* [Passage given]:

╭──

Wednesday, April 9, 2014

Dietrich Bonhoeffer on judging others



"When we judge other people we confront them in a spirit of detachment, observing and reflecting as it were from the outside. But love has neither time nor opportunity for this. If we love, we can never observe the other person with detachment, for he is always and at every moment a living claim to our love and service...

Judgement is the forbidden objectivization of the other person which destroys single-minded love. I am not forbidden to have my own thoughts about the other person, to realize his shortcomings, but only to the extent that it offers to me an occasion for forgiveness and unconditional love, as Jesus proves to me. If I withhold my judgement I am not indulging in tout comprendre c'est tout pardonner and confirm the other person in his bad ways. Neither I am right nor the other person, but God is always right and shall proclaim both his grace and his judgement.

╰──

Coordinate annotation records:

╭──

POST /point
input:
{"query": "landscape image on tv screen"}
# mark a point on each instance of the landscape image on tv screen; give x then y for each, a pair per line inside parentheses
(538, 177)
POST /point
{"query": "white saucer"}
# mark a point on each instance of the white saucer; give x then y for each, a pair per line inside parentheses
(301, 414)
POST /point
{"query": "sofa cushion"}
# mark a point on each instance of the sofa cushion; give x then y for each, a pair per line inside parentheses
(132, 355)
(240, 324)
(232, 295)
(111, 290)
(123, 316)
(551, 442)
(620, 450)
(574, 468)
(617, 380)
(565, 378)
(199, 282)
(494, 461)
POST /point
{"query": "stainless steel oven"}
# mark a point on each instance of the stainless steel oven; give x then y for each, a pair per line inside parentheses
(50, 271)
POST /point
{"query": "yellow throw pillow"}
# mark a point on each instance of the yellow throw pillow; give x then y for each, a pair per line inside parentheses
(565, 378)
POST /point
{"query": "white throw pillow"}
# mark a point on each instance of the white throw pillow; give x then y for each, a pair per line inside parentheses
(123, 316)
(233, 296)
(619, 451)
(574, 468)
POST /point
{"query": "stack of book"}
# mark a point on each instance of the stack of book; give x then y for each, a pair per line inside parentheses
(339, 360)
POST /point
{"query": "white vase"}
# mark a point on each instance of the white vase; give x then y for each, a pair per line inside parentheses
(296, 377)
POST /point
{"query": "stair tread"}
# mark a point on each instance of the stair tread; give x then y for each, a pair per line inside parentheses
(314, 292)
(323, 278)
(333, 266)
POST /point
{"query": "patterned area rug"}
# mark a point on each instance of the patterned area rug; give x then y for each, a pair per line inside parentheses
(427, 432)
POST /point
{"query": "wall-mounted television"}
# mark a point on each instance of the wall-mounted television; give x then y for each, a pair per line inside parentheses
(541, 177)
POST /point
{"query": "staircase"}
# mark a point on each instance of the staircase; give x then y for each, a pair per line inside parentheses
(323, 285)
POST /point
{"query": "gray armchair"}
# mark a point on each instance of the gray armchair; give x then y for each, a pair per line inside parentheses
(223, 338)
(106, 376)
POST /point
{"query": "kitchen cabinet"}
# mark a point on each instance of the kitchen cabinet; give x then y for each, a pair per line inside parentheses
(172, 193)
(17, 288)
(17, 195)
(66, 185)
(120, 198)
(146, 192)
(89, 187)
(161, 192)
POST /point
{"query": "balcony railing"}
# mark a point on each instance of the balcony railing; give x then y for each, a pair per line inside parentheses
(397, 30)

╰──

* [Tasks to carry out]:
- A) Reproduce the stretch of the Bonhoeffer passage on judging others from "Wednesday, April 9, 2014" through "love and service...".
- B) Carry on the Bonhoeffer passage on judging others past its final sentence.

* [Expected results]:
- A)
Wednesday, April 9, 2014

Dietrich Bonhoeffer on judging others



"When we judge other people we confront them in a spirit of detachment, observing and reflecting as it were from the outside. But love has neither time nor opportunity for this. If we love, we can never observe the other person with detachment, for he is always and at every moment a living claim to our love and service...

- B)
Judging others makes us blind, whereas love is illuminating. By judging others we blind ourselves to our own evil and to the grace which others are just as entitled to as we are. But in the love of Christ we know all about every conceivable sin and guilt; for we know how Jesus suffered, and how all men have been forgiven at the foot of the cross. Christian love sees the fellow-man under the cross and therefore sees with clarity. If when we judged others, our real motive was to destroy evil, we should look for evil where it is certain to be found, and that is in our own hearts. But if we are on the lookout for evil in others, our real motive is obviously to justify ourselves, for we are seeking to escape punishment for our own sins by passing judgement on others, and are assuming by implication that the Word of God applies to ourselves in one way, and to others in another. All this is highly dangerous and misleading. We are trying to claim for ourselves a special privilege which we deny to others. But Christ's disciples have no rights of their own or standards of right and wrong which they could enforce with other people; they have received nothing but Christ's fellowship. Therefore the disciple is not to sit in judgement over his fellow-man because he would wrongly usurp the jurisdiction."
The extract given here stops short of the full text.